To do :: Quote the rows below word for word, beginning at the line that contains "mask --target=sofa cushion" and continuing through the end of the rows.

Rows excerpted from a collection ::
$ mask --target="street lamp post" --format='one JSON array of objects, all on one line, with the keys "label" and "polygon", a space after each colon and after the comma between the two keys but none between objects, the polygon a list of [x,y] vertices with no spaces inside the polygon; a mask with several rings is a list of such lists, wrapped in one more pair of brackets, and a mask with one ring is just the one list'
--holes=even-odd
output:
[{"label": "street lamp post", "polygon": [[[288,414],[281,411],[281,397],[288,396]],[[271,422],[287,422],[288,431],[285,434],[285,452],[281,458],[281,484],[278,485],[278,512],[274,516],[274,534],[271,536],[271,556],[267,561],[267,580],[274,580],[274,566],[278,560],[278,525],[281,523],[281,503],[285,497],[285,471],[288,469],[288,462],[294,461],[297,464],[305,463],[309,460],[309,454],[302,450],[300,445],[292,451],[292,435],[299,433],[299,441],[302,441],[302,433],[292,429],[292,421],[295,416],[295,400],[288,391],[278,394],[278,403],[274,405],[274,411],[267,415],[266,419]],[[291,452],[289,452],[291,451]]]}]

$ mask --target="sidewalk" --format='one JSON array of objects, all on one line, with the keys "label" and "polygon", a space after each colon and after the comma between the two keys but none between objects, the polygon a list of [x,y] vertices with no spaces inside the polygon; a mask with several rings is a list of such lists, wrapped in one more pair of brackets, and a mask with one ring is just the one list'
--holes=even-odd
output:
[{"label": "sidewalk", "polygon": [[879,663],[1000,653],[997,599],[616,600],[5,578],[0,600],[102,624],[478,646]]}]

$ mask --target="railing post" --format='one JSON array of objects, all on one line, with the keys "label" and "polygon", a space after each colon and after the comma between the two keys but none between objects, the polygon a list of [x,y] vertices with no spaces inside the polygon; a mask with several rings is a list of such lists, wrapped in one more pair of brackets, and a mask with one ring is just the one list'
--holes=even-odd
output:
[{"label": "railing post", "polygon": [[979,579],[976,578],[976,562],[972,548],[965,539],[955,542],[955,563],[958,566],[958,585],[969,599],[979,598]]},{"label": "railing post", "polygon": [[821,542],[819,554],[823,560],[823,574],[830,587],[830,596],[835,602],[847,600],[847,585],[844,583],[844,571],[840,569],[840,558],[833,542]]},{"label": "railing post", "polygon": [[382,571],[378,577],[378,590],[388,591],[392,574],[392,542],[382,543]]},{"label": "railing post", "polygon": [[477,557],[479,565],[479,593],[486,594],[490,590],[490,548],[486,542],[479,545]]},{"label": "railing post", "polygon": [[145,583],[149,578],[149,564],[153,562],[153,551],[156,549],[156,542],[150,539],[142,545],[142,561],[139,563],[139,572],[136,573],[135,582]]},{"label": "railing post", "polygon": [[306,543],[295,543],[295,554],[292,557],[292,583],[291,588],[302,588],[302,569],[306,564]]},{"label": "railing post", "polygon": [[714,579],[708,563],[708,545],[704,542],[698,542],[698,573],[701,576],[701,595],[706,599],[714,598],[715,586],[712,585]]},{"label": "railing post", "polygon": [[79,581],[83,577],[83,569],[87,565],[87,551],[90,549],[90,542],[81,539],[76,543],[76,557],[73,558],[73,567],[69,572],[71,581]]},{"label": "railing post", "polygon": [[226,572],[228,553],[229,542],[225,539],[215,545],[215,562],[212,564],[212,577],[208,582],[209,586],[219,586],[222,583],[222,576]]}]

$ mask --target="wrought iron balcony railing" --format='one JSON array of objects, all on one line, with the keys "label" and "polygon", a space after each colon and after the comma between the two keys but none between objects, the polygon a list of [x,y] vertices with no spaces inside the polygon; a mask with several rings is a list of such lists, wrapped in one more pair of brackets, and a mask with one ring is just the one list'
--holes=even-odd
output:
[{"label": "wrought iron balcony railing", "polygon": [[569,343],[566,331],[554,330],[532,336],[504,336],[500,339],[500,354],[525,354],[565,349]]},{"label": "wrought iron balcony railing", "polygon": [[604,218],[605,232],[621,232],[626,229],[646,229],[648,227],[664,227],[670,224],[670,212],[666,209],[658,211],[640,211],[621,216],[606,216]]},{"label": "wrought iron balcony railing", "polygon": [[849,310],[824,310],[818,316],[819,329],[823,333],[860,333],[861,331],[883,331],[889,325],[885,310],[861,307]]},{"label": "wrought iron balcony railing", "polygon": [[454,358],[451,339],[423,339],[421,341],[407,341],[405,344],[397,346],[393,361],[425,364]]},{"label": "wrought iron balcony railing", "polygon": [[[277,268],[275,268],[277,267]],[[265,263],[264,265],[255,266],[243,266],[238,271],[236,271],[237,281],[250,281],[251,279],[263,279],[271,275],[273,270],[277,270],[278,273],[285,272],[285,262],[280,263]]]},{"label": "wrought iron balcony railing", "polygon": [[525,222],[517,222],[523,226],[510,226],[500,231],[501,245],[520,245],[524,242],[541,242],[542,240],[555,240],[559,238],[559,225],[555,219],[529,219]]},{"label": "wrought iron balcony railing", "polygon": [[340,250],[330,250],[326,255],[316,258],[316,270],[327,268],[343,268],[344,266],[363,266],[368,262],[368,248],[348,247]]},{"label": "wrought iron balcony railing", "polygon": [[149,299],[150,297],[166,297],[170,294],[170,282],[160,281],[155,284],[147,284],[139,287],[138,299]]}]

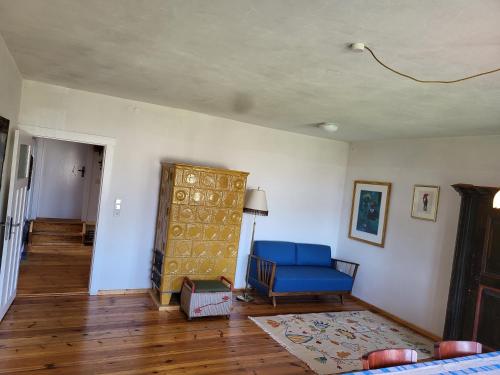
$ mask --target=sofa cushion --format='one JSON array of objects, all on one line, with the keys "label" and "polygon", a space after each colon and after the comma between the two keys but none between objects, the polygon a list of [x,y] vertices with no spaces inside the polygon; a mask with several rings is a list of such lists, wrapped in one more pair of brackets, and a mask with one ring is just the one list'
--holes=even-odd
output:
[{"label": "sofa cushion", "polygon": [[330,267],[276,267],[275,292],[351,291],[353,278]]},{"label": "sofa cushion", "polygon": [[298,266],[323,266],[329,267],[331,264],[330,246],[315,245],[308,243],[297,244],[297,265]]},{"label": "sofa cushion", "polygon": [[253,252],[258,257],[276,262],[279,266],[295,265],[295,243],[284,241],[255,241]]}]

The answer ::
$ mask --target=sofa cushion --format='one JSON array of objects, all on one line, with the keys "label" and "polygon", a space after each colon and after the comma between the two keys but none between objects, the polygon a list of [x,y] vertices with no spaces inside the polygon; a mask with several rings is a list of such lists, wrapped in one more pair of brackets, and a mask with one ring is just the one list'
--holes=even-odd
output:
[{"label": "sofa cushion", "polygon": [[330,267],[276,267],[275,292],[351,291],[353,278]]},{"label": "sofa cushion", "polygon": [[298,266],[323,266],[329,267],[331,264],[330,246],[315,245],[308,243],[297,244],[297,265]]},{"label": "sofa cushion", "polygon": [[253,252],[258,257],[276,262],[279,266],[295,265],[295,243],[284,241],[255,241]]}]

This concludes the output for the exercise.